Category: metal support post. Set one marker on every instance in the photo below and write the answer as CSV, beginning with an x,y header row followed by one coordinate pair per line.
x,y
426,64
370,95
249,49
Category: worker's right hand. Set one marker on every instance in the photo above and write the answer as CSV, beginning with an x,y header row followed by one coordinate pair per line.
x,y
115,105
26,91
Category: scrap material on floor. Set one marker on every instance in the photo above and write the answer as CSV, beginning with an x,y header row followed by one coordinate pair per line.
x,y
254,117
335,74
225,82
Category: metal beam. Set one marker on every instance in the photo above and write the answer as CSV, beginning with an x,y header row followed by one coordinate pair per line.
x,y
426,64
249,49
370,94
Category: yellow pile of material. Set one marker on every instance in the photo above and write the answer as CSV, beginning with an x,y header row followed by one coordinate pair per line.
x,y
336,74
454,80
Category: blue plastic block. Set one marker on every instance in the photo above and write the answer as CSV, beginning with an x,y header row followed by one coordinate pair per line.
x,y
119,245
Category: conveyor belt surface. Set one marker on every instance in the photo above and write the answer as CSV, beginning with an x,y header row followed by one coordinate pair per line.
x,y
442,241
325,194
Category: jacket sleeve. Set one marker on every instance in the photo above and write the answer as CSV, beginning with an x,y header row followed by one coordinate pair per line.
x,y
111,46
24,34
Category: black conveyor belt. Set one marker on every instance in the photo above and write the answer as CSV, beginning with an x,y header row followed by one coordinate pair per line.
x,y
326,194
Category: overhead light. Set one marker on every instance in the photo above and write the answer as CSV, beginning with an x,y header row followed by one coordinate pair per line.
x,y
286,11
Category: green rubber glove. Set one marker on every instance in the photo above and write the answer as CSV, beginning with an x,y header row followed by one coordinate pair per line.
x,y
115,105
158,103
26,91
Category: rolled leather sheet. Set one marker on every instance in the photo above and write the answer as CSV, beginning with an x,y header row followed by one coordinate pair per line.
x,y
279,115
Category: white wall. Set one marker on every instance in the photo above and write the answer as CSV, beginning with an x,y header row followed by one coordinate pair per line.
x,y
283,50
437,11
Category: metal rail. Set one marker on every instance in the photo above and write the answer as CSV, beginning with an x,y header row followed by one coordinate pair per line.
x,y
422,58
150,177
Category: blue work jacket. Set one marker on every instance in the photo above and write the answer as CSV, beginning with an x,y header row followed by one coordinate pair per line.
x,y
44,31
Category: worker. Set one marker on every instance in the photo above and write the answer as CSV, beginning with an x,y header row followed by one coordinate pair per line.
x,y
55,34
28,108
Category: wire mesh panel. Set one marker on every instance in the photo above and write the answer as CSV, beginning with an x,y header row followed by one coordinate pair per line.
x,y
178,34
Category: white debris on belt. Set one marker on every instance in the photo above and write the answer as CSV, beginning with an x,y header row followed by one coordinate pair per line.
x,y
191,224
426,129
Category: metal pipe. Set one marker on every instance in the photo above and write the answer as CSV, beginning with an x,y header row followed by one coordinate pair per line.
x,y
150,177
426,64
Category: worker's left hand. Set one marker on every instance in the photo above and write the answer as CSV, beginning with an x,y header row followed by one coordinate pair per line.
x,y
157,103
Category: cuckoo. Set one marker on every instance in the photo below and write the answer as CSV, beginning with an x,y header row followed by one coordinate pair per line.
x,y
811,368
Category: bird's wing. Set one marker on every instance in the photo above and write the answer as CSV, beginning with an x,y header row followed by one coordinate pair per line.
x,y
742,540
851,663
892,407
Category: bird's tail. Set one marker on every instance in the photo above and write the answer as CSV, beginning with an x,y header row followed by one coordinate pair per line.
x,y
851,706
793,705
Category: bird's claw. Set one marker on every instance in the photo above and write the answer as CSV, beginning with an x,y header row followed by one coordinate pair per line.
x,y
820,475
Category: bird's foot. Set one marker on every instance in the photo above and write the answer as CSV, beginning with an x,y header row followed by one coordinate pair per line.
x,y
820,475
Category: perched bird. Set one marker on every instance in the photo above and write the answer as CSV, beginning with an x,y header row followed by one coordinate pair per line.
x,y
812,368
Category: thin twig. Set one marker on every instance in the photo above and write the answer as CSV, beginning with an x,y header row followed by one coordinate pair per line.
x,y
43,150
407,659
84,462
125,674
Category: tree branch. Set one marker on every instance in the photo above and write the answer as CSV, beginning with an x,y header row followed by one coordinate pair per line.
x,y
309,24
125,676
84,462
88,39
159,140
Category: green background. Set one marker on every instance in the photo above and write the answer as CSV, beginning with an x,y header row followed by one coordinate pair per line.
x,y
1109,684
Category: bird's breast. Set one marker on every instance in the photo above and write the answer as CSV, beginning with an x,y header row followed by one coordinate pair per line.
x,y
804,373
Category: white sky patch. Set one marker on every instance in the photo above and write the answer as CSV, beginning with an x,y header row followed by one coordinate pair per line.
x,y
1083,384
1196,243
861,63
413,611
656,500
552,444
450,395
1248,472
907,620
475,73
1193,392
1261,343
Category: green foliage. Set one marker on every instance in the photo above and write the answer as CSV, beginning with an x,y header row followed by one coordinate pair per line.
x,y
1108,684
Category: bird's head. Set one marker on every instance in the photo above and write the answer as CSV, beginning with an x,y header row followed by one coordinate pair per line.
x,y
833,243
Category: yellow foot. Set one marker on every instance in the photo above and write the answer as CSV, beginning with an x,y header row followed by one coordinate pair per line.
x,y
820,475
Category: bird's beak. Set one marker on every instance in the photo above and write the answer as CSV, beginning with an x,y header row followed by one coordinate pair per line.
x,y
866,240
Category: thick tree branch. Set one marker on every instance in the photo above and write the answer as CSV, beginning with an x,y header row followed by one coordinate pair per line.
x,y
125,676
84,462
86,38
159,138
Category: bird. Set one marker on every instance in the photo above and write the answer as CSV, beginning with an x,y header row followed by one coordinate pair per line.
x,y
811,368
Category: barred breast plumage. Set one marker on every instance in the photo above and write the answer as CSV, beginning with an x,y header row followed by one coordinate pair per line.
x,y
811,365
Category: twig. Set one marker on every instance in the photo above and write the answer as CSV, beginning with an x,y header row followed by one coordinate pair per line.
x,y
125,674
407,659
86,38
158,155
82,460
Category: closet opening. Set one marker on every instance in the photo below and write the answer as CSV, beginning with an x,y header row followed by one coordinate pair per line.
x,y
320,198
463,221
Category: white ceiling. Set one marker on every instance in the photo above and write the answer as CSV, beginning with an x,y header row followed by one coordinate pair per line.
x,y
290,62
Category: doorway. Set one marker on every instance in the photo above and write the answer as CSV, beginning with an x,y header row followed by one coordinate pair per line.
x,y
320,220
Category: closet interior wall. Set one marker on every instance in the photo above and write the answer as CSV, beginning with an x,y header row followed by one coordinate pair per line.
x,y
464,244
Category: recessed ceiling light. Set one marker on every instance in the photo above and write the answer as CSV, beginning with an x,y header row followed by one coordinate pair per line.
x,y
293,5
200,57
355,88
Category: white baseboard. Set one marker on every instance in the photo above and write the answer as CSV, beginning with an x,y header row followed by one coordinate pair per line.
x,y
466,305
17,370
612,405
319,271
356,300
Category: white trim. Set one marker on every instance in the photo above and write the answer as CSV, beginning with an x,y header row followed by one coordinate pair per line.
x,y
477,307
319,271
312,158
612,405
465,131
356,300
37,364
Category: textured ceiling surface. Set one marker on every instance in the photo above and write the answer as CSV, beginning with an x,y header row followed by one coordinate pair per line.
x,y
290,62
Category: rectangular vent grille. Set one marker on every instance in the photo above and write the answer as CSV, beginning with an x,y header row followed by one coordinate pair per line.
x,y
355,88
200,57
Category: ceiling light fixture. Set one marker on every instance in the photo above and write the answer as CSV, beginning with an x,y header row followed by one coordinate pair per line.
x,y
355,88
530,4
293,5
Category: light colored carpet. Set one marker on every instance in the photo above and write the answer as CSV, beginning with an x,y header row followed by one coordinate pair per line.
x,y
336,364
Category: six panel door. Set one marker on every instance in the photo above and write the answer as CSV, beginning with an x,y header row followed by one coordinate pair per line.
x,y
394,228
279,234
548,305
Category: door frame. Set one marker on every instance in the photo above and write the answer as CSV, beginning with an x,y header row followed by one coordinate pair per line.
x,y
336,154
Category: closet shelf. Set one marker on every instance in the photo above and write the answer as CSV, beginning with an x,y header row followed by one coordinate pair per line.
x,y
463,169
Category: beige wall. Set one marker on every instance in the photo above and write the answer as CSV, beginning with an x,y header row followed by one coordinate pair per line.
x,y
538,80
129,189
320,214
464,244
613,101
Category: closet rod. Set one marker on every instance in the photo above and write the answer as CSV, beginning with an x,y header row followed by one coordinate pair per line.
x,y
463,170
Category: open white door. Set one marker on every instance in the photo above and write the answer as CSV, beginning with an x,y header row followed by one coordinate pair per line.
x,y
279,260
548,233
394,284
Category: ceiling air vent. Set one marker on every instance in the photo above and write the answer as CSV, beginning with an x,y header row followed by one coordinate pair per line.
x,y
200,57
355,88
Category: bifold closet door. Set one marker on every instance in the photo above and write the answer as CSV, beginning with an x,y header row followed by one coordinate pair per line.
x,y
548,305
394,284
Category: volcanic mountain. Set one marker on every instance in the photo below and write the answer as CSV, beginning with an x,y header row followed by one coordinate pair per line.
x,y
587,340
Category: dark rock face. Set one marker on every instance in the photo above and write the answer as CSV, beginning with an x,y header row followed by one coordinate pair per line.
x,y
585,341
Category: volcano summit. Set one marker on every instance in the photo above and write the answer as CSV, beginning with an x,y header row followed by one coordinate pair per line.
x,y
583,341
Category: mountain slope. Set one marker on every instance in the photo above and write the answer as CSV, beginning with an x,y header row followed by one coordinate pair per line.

◇ ◇ ◇ ◇ ◇

Locate the line that contains "Category: open white". Repeat it and every line after it, up to and including the final line, exactly.

Category: open white door. Set one marker on every instance in the photo above and write the answer as CSV, beginning with an x,y header row followed by one coordinate pair per line.
x,y
279,260
548,233
394,284
Category: ceiling air vent. Set one marker on every instance in the photo above and write the answer as CSV, beginning with an x,y header row followed by one coordinate pair per line.
x,y
200,57
355,88
Category: bifold closet door. Set one marker on every instance in the photo above and write the answer as CSV, beginning with an x,y header row followed by one coordinate pair per line.
x,y
548,305
394,284
Category: volcanic mountain. Set one marker on every instance in the photo below and write the answer as CSV, beginning with an x,y header row followed by one coordinate pair per line.
x,y
587,340
Category: dark rock face. Set one marker on every instance in the photo above and write the answer as CSV, beginning with an x,y header row followed by one coordinate pair per line.
x,y
585,341
Category: volcano summit. Set one marker on every instance in the photo above and write the answer as CSV, beginning with an x,y header row followed by one coordinate pair per line.
x,y
583,341
Category: mountain slope. Set one marker on every instance in the photo above and write the answer as CSV, beginning with an x,y header row followed by one coordinate pair per line.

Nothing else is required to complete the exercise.